-- Start of MATERIAL FOR THIS TASK --

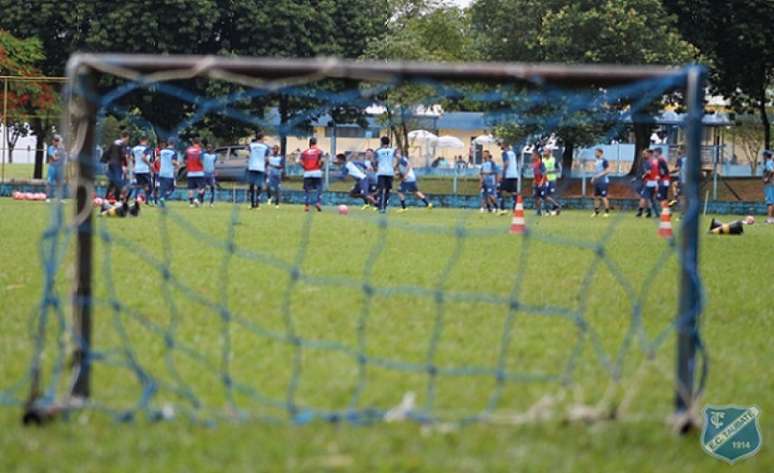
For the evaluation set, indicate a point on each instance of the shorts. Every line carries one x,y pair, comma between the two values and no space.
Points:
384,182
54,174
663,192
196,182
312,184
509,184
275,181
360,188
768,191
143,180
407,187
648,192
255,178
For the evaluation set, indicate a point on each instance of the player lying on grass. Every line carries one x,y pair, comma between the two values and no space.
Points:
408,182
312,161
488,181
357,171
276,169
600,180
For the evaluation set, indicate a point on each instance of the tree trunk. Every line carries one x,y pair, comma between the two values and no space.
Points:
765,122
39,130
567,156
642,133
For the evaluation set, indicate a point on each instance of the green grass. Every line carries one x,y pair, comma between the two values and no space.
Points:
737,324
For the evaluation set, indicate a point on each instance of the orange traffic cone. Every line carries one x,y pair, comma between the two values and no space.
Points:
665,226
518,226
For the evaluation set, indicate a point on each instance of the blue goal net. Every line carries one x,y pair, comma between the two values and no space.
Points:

-- End of MATERIAL FOR THIS TASK --

_WHAT THE EXERCISE ASKS_
Reproduce the listing above with every "evaluation set" changed to "test set" and everything else left as it is. Omit the pictures.

_EXERCISE SOLUTION_
For the test set, indicate a point on each instance of the shorts. Every line carries one x,y pair, comma between the two values and no space.
Points:
384,182
54,174
663,192
196,182
312,184
509,184
275,181
360,188
768,191
143,180
407,187
648,192
255,178
For the test set, indicate a point on each instance of the player lying on grass. Every line carries one x,y pair, comma between the two values and no space.
Points:
408,182
312,161
488,181
357,171
276,169
600,180
For the test set, indicate a point on each instance of the tree trunk. Every line carries one x,y pair, comma between the two values and no space.
Points:
765,122
39,130
567,156
642,133
For the test set, indicate a point on each instance of the green grass. Every line carries one x,y pair, comma between the two values and no space.
Points:
737,324
For the test set, indicate a point on each instance of the orange traffic cone. Every line carries one x,y pair, comma between the two values and no space.
Points:
665,226
518,226
For the test set, indicate a point on each instance of the blue goal net. Every line carries one x,y pair, comma between the two values and no space.
Points:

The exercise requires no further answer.